*** Opening of TASK INPUT ***
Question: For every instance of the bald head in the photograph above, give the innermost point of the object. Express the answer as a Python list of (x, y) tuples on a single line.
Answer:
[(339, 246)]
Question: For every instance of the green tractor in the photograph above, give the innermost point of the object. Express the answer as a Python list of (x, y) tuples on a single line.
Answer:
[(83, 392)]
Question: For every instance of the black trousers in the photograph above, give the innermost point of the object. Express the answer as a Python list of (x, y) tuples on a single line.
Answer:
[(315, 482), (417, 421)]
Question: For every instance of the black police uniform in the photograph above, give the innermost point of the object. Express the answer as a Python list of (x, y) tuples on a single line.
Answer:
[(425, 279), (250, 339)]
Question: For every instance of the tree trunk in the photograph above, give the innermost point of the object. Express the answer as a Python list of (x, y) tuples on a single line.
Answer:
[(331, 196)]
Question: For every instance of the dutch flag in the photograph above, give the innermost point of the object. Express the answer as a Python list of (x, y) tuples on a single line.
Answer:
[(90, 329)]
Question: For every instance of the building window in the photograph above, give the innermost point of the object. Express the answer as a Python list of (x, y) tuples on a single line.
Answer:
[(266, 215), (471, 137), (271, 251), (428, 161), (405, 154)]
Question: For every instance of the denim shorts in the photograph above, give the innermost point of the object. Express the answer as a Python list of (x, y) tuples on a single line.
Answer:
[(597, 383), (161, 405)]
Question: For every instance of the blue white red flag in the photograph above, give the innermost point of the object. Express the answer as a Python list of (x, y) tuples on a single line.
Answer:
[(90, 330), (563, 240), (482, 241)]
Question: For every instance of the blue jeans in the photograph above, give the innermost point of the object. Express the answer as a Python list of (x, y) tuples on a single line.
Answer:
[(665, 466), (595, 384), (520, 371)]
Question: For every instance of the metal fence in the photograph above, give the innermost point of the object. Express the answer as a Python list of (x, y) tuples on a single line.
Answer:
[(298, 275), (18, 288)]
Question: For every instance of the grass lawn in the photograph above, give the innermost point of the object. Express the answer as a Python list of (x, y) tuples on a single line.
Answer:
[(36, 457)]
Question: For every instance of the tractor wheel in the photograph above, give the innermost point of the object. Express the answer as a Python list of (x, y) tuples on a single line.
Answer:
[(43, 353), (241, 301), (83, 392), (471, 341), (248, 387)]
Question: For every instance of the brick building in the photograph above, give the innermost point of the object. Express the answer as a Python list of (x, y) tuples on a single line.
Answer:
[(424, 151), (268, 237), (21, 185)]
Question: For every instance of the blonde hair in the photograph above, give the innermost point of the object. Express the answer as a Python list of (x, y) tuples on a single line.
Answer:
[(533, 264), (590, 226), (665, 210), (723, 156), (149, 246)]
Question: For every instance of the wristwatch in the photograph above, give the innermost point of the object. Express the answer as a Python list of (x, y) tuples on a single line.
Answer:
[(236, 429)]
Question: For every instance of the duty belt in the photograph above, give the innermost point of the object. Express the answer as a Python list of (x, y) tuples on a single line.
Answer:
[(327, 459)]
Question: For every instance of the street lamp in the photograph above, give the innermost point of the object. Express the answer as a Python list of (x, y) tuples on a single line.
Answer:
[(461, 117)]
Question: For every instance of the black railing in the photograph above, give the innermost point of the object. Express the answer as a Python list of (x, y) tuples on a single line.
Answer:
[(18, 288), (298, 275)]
*** Close of TASK INPUT ***
YOUR OBJECTIVE.
So that nothing is lost, return the listing exactly and completely.

RESULT OF THE EXERCISE.
Question: For every instance of the bald head in the photograph above, give the innermost point of the object. Express the answer as a Python list of (x, y) tuples on a single line.
Answer:
[(339, 246)]
Question: For every instance of the green tractor in the photograph above, give the innermost point of the object. Express the answer as a Python list of (x, y) tuples on a single line.
Answer:
[(83, 392)]
Question: For every instance of the black trousers in the photograph above, give the innermost point of the object. Express the answer as a Python list of (x, y) tuples on a single line.
Answer:
[(315, 482), (417, 421)]
Question: For every instance of the black police uniform in the photograph above, give the innermost point of the object. Express the answer as a Python list of (x, y) tuples on a single line.
Answer:
[(425, 279), (250, 339)]
Question: For every instance of the tree trunk in the photograph above, give the innermost point of the object. Express the answer as a Python list of (x, y) tuples on a single line.
Answer:
[(331, 196)]
Question: For every instance of the dutch flag in the photograph above, give the innermost point of the object. Express the answer as a Python list of (x, y) tuples on a single line.
Answer:
[(90, 329)]
Question: For every instance of the building window in the photograph above, give the innermost point of the object. Express the answer as a Python list of (x, y) tuples on a single line.
Answer:
[(266, 215), (471, 137), (271, 251), (428, 161), (405, 154)]
Question: For every instance of the denim shorts in the photograph above, give the innermost point of the object. Express the answer as a Python list of (x, y) tuples on a single line.
Answer:
[(597, 383), (161, 405)]
Question: For every instance of the blue white red flag in the photograph above, give the innermost point of the object. Express the answer as a Python list of (x, y) tuples on a single line.
Answer:
[(90, 330), (563, 240), (482, 241)]
Question: For every instance of the blue jeans in the photograph above, give the innermost point of the object. Express the answer as a Python list of (x, y) tuples on a single line.
Answer:
[(665, 466), (595, 384), (520, 371)]
Question: For every instance of the metal fence in the photograph above, give the innermost point of the object. Express the answer as a Python list of (x, y) tuples on a single line.
Answer:
[(298, 275), (18, 288)]
Question: For every instance of the grass lawn in the photograph above, give the innermost point of the object. Express the answer as a Python list of (x, y) tuples on a single line.
Answer:
[(36, 457)]
Question: For every instance of the tractor wheel in the photograph above, give the innermost point of the object. Express the answer as a Python list of (x, y) tuples on a single line.
Answer:
[(43, 353), (241, 301), (83, 392), (471, 341), (248, 387)]
Question: For every instance of the brick building in the photograph above, give the innermost point of the object. Express the answer as a Python list of (x, y) tuples on a single line.
Answer:
[(424, 151), (268, 237), (21, 185)]
Question: For every instance of the blonde hair in the photograph above, give the innermost point of the object. Express the answer as a Python list of (x, y) tuples on a single line.
Answer:
[(533, 264), (590, 226), (665, 210), (723, 156), (149, 246)]
Question: For every instance of the wristwatch in the photograph above, give the innermost point of the object. Express the answer as a Python list of (x, y) tuples on a single line.
Answer:
[(236, 429)]
Question: For every instance of the duty belt in the photograph above, give the innermost point of the object. Express the answer as a Python list of (x, y) tuples on a single line.
Answer:
[(327, 459)]
Question: For every instance of the street lamp in the photograph above, give the innermost point of the object. Express the answer as a Python list of (x, y) tuples on a single line.
Answer:
[(461, 117)]
Question: For every instance of the black railing in the photograph above, give the innermost point of the object. Express the answer as a Python list of (x, y) tuples on a single line.
Answer:
[(18, 288), (298, 275)]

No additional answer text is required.